● LIST OF TASKS:
(a) According to the Cortex Prime forum post, what makes up the core roll in Leverage?
(b) Translate this sentence from the Cortex Prime forum post into Spanish: "Firefly has default assumption of Attribute + Skill + Distinction, with specialization adding a d6."
(c) Write the next part of the Cortex Prime forum post, following on from its final line.

Tell Me About Cortex Prime

Haplo781

Legend
It's not.
Powersets don't even have direct comparisons in Leverage... Nor firefly.
Leverage is core roll of Attribute + Role + distinction. Optional gear and conditions.

Firefly has default assumption of Attribute + Skill + Distinction, with specialization adding a d6. Distinctions also carry the FX.

Marvel has distinctions, Affiliation, one to 3 powersets (with one or more powers each and often several FX), Specializations (aka skills), and often assets; up to 3 damage track complications, and no limit on other created complications/assets. But when rolling: 1 distinction, 1 affiliation, one power per powerset, one specialization, one asset, one target complication; each plot point spent allows adding another from any of those groups except affiliation. So, you don't normally get more than 4-6 dice; one can, however, wind up with pools into the 8-10 range, not counting the mob rules nor the giant critter rules.

FX refers to mechanical special rules...

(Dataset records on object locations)
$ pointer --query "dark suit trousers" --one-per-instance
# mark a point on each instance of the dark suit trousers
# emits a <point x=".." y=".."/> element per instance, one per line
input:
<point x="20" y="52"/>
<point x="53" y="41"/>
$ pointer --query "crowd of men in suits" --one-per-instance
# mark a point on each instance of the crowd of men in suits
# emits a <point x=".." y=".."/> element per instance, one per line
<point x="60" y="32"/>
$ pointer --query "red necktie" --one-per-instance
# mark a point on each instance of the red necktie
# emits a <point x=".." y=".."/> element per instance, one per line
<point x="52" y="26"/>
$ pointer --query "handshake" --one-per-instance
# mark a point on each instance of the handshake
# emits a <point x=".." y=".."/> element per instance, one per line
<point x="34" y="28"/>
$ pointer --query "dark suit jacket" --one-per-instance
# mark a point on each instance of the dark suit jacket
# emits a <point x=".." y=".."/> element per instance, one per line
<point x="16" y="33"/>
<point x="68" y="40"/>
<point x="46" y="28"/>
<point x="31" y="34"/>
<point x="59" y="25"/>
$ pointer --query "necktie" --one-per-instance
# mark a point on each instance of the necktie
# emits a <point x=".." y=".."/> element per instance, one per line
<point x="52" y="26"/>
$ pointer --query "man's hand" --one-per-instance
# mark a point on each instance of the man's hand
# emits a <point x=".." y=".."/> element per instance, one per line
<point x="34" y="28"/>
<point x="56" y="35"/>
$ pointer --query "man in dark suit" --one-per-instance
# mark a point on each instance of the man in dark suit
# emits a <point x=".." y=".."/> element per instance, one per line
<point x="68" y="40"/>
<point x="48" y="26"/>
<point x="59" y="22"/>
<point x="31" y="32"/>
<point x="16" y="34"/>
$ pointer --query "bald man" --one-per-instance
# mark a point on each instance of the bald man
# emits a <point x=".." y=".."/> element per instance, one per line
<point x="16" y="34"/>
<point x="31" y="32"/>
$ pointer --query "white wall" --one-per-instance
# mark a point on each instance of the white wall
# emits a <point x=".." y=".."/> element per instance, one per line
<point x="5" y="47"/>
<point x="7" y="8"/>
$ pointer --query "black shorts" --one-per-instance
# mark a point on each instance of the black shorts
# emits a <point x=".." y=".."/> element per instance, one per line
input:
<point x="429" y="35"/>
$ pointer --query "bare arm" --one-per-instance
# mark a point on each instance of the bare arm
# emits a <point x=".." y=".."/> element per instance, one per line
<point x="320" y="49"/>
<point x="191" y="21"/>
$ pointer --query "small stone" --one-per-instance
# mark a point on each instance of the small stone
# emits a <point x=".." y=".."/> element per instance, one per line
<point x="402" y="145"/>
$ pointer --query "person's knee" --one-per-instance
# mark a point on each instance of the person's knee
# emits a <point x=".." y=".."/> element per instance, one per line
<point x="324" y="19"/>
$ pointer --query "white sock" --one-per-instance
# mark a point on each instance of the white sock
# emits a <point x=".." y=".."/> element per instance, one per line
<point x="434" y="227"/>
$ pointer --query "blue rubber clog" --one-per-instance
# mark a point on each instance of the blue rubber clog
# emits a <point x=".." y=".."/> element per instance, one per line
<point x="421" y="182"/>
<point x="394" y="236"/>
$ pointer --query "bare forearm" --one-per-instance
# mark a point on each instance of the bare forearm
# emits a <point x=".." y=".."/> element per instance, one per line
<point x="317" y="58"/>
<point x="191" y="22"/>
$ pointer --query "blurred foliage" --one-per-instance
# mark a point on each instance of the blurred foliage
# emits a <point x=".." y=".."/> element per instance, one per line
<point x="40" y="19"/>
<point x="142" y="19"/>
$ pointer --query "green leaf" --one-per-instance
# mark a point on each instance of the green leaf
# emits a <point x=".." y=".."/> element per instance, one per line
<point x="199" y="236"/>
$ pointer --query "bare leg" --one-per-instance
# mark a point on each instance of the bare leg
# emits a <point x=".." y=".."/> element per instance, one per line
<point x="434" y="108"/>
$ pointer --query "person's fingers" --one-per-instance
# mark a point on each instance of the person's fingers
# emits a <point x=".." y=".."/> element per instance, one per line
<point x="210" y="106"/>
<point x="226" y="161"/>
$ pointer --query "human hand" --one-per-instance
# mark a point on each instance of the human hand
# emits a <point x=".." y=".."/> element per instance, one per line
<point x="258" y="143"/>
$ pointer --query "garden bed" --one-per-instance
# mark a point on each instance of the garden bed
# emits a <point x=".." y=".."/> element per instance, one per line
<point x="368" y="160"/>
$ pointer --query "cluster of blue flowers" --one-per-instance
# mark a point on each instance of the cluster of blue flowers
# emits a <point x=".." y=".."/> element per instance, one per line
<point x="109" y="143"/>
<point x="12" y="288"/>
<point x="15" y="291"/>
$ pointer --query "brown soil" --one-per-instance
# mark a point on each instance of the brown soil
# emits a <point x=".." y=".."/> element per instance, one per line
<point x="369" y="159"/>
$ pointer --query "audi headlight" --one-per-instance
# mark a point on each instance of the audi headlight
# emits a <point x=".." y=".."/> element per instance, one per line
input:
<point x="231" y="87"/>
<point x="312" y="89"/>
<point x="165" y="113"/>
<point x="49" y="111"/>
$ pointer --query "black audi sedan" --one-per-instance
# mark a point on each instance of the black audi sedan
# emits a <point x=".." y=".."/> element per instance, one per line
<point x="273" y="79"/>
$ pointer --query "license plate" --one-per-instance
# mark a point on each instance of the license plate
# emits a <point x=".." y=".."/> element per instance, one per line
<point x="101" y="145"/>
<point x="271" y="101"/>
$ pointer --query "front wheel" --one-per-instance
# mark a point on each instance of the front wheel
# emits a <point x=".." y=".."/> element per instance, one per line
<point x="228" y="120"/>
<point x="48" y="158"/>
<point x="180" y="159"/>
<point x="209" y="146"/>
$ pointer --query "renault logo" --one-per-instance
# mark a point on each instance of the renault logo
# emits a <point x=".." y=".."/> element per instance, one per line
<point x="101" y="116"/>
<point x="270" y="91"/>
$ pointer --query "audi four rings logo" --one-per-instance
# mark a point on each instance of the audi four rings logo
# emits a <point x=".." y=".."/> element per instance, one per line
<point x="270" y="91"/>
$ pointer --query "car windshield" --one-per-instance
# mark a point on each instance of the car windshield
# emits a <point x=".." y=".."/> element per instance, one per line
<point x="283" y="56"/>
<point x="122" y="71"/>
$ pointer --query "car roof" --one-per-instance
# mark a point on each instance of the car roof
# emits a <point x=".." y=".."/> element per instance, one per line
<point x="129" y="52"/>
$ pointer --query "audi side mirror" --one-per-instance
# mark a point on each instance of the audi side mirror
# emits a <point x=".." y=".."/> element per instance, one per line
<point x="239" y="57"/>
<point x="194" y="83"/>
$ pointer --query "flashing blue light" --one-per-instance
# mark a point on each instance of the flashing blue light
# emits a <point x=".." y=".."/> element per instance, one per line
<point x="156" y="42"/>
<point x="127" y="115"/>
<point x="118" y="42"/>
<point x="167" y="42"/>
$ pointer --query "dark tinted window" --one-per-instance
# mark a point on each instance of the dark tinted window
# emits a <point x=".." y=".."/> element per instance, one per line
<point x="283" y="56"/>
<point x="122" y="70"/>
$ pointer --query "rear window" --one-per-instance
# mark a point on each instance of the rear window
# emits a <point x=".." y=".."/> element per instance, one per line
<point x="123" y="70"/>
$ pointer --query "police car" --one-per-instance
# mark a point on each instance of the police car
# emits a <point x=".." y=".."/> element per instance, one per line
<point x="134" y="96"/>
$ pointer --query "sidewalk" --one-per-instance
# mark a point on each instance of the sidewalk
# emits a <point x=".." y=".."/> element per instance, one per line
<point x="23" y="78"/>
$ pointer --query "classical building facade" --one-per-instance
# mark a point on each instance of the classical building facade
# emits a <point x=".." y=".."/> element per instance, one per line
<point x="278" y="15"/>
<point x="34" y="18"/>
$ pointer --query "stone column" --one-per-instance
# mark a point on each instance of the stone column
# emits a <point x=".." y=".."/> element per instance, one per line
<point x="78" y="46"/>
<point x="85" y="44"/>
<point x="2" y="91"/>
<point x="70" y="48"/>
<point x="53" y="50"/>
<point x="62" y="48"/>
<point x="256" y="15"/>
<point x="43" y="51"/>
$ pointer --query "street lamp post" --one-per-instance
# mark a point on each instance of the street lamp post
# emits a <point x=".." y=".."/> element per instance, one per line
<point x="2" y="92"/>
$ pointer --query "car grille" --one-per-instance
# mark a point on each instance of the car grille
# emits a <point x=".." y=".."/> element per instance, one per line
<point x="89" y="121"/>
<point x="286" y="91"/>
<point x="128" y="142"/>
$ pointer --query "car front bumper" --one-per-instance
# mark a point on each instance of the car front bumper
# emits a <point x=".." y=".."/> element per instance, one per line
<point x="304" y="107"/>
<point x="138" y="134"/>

● RESPONSES IN ORDER:
(a) Attribute + Role + Distinction

(b) Firefly tiene como supuesto predeterminado Atributo + Habilidad + Distinción, y la especialización añade un d6.

(c)
In Firefly, they're attached to Distinctions. (And so are starting skills.)
In MHRP, they're attached to Power Sets.
Various effects do interesting things, such as "step down then double" a particular die - so that d10 Flight becomes 2d8, for example - or "spend a Plot Point to pick a second damage die for another target." Or even "Step up your ___ power for this action, then shut it down for the rest of the session."

It's also worth noting that Firefly lacks a doom pool. NPCs have stats and skills, and difficulties default to either opposed by NPC or opposed by 2dX (X varies by difficulty). ISTR that the doom pool is (in published Plus designs) unique to MHRP.
Smallville has a Trouble pool, which functions similarly.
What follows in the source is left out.